__ASSIGNMENT__.
Beginning with the line containing "If you would be willing to tag the bamboo-like" and ending with the last line, repeat the records exactly.

__RECORDS FOR THE EXERCISE__.
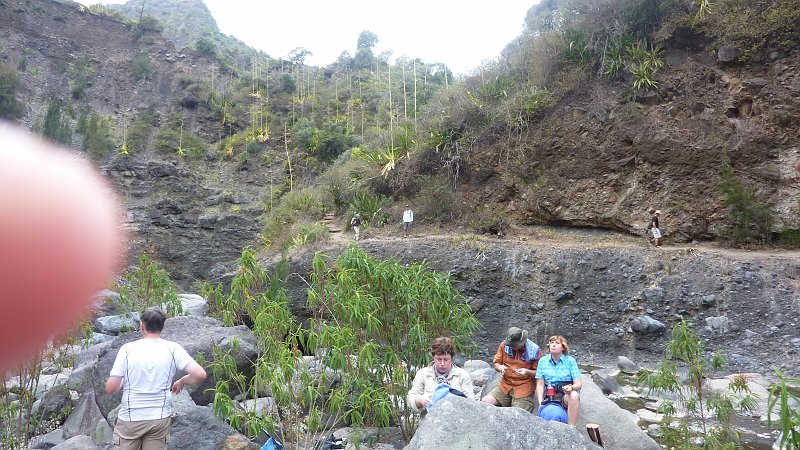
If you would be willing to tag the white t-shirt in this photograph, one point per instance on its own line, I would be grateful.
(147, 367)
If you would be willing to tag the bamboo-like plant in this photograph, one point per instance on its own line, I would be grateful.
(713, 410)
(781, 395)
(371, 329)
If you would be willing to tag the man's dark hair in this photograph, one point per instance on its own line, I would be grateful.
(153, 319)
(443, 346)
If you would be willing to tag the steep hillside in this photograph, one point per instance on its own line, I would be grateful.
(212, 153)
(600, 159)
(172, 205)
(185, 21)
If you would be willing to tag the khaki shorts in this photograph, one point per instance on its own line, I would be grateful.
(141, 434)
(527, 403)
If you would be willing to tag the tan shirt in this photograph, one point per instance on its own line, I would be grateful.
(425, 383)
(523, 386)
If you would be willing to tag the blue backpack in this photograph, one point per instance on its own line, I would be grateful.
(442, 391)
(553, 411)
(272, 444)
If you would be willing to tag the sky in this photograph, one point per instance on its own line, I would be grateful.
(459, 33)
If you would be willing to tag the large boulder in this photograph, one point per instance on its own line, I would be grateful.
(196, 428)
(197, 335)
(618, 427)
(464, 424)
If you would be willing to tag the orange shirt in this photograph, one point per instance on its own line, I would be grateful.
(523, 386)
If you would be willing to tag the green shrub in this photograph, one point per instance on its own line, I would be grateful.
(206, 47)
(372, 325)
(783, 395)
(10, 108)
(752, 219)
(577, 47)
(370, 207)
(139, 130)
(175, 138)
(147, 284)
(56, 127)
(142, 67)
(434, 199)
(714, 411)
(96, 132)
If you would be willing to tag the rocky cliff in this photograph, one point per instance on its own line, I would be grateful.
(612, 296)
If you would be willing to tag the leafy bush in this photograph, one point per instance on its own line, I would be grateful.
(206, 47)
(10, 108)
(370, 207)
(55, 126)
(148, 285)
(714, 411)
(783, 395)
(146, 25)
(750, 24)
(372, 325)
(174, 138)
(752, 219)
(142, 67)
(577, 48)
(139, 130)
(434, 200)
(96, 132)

__YOUR SOLUTION__.
If you would be willing to tag the bamboo-like plant in this photograph, one point per instance on its own line, I would be grateful.
(713, 410)
(781, 395)
(371, 329)
If you would be willing to tag the man's dark hair in this photograph, one point per instance on its own line, I would be grateful.
(153, 319)
(443, 346)
If you would be willing to tag the steep hillside in this photograph, one point per instance on its own line, I would be grateful.
(212, 153)
(600, 159)
(172, 205)
(185, 21)
If you would be willing to tag the khaki shorts in this photograph, one point per instance on its own line, I would be grateful.
(141, 434)
(527, 403)
If you would be willing to tag the tan shirt in this photograph, one point per instance on its own line, I would be grateful.
(425, 383)
(523, 386)
If you would be willing to tag the blue backpack in this photograph, one point per instance on its own line, I would be grateful.
(442, 391)
(553, 411)
(272, 444)
If you would be willing to tag the sky in this photograph, one point per instance on its own line, I would be grateful.
(459, 33)
If you would be willing to tag the large boulder in this photograph, one point per instance on its own line, I would be grateful.
(196, 428)
(197, 335)
(618, 427)
(464, 424)
If you would be willing to tag the orange shirt in this photograph, one point per instance on its own line, I would be grateful.
(523, 386)
If you would be willing to tag the green shrub in this photograph, one point per instance on its own line, I would be grateful.
(206, 47)
(372, 325)
(783, 395)
(10, 108)
(752, 219)
(577, 47)
(370, 207)
(139, 130)
(175, 138)
(147, 284)
(56, 127)
(142, 67)
(434, 199)
(714, 411)
(96, 132)
If you would be willing to tag the rocky cliff in this photograph, one point per instance on its own line, I would be grateful.
(612, 296)
If you would be willing to tag the leafy bush in this photograph, one point per instance on its own line, I would be grateful.
(206, 47)
(10, 108)
(370, 207)
(55, 126)
(148, 285)
(714, 411)
(783, 395)
(146, 25)
(750, 24)
(372, 325)
(174, 138)
(752, 219)
(142, 67)
(577, 48)
(139, 130)
(434, 200)
(96, 132)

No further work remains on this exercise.